(SUPPLIED TEXT Opens)

Feinberg's work is indeed easy to read and is written in a bright personal testimonial style.  But the more I read the more substance I realized filled these modest pages.  It is intriguing and engaging.

Adventure
Feinberg is a person who likes adventure.  She is always intrigued, she indicates, by the lure of new settings and new concepts.  She enjoys meeting people from different lifestyles.  One encounter for instance, occurred while she was working in her aunt's bed-and-breakfast in Alaska, she tells of meeting an Oregon sheep farmer.

The farmer Lynne comments that she has been collecting writings that offer spiritual perspectives on sheep and offers to send Feinberg a copy.  This led to a follow-up 10 years later of a visit to Lynne's sheep farm and some personal reflections on the ubiquitous references to sheep in the cultures reflected in the Bible, and their use as metaphors of our spiritual life.

Probing Life
Feinberg reports here on some of the adventures that reflect aspects of life prominent in the Bible.  This is not simply a set of personal reflections.  She has taken time to look into the cultural background and the basic meaning of the key Hebrew words involved.  But she never get pedantic.

One of the areas she investigates in raising honey.  Through a friend she got connected to a bee farm in Colorado.  She details the discussions and insightful experiences with Gary the beekeeper at Honeyville Farm.  This is an informative section was of interest to me a a fan of honey.

Honey in Africa
Honey has special meaning for me too, from my many years of life in East Africa.  Honey is an important basic of life in Africa, even vital.  Honey is important in most traditional societies.  My family raised honey for  when I was a child, and we learned how to tend bees and encourage their life to enhance our own, a positive symbiotic experience illustrating how we share our life with other life forms on god's earth.

In Kenya, the Kamba people were the most famous as beekeepers and honey raisers.  They were neighbors of ours on the eastern side of the East African Highlands.  They were culturally, historically and linguistically related to the Kikuyu, among whom we lived in the center of the country.  Our languages were similar and some dialects could understand each other.  Language across the African highlands is comprised of a broad continuuum of related forms of Bantu speech.

Honey was raised traditionally and commercially by many peoples in Kenya and other parts of Africa.  We would often see jars of honey on sale along the main roads.  But The Kambas were the Honey People.  All over Machakos district, the core area of the Kamba People, honey was a high commodity and roadside kiosks abounded.  We would see hives in the trees all along the Trans-African Highway, the only highway from Nairobi to Mombasa on the Indian Ocean coast 300 miles southeast.  Honey was critical to health and life for the Kamba People.

(SUPPLIED TEXT Closes)
(DATA SECTION Opens)

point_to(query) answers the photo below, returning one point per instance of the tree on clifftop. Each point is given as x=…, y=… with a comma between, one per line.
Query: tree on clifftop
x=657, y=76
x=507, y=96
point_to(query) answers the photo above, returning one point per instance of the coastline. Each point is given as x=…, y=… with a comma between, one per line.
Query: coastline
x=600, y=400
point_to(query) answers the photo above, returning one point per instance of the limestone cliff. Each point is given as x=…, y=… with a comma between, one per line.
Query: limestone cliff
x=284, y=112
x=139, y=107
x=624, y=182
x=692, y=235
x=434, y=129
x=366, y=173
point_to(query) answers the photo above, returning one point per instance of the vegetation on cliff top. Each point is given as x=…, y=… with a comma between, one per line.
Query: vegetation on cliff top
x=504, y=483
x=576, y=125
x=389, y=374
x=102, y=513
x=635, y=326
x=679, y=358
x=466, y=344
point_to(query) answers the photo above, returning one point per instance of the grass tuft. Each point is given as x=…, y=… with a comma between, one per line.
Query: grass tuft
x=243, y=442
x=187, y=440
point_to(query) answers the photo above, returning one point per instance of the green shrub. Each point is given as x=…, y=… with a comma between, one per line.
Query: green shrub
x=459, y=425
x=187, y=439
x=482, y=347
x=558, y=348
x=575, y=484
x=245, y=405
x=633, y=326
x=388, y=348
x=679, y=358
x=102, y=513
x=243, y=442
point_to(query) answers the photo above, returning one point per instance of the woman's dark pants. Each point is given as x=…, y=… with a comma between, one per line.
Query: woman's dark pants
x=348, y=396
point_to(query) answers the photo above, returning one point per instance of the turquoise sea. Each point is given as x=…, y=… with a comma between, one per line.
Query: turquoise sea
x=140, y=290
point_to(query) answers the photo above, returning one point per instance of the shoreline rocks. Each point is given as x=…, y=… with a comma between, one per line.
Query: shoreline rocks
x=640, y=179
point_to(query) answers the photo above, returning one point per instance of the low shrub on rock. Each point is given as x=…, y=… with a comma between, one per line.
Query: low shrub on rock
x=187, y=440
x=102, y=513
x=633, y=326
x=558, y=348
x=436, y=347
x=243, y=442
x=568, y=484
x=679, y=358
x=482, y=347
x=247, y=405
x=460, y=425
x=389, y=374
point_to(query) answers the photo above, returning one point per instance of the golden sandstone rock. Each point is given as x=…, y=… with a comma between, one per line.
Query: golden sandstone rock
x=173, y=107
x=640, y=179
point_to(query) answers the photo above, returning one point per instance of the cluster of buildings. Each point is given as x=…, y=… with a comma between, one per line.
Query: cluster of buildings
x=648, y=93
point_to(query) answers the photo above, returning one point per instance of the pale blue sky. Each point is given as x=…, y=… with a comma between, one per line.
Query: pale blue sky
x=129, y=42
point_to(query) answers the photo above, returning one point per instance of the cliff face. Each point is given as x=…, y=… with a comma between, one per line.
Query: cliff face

(DATA SECTION Closes)

→ ASSIGNED TASK A:
Decide whether each statement below agrees with the review of Feinberg's work. Answer yes or no and quote the deciding words from the review.
(i) Feinberg met the Oregon sheep farmer while working in her aunt's bed-and-breakfast in Alaska.
(ii) The bee farm Feinberg got connected to was in Oregon.
(iii) The Kamba people lived in the center of Kenya.
→ ASSIGNED TASK B: Copy the review from "Probing Life" to "never get pedantic.", substituting "tedious" for "pedantic".
→ ASSIGNED TASK C: Summarize the review of Feinberg's work in two sentences.

→ RESPONSE AREA A:
(i) Yes: "occurred while she was working in her aunt's bed-and-breakfast in Alaska"
(ii) No: "Through a friend she got connected to a bee farm in Colorado."
(iii) No: "They were neighbors of ours on the eastern side of the East African Highlands."

→ RESPONSE AREA B:
Probing Life
Feinberg reports here on some of the adventures that reflect aspects of life prominent in the Bible.  This is not simply a set of personal reflections.  She has taken time to look into the cultural background and the basic meaning of the key Hebrew words involved.  But she never get tedious.

→ RESPONSE AREA C: The review calls Feinberg's work easy to read but full of substance: she recounts adventures such as meeting an Oregon sheep farmer and learning about beekeeping at a Colorado bee farm, and she looks into the cultural background and key Hebrew words behind aspects of life prominent in the Bible. The reviewer adds memories of raising honey in East Africa, where the Kamba people of Kenya were the most famous beekeepers and honey was critical to their health and life.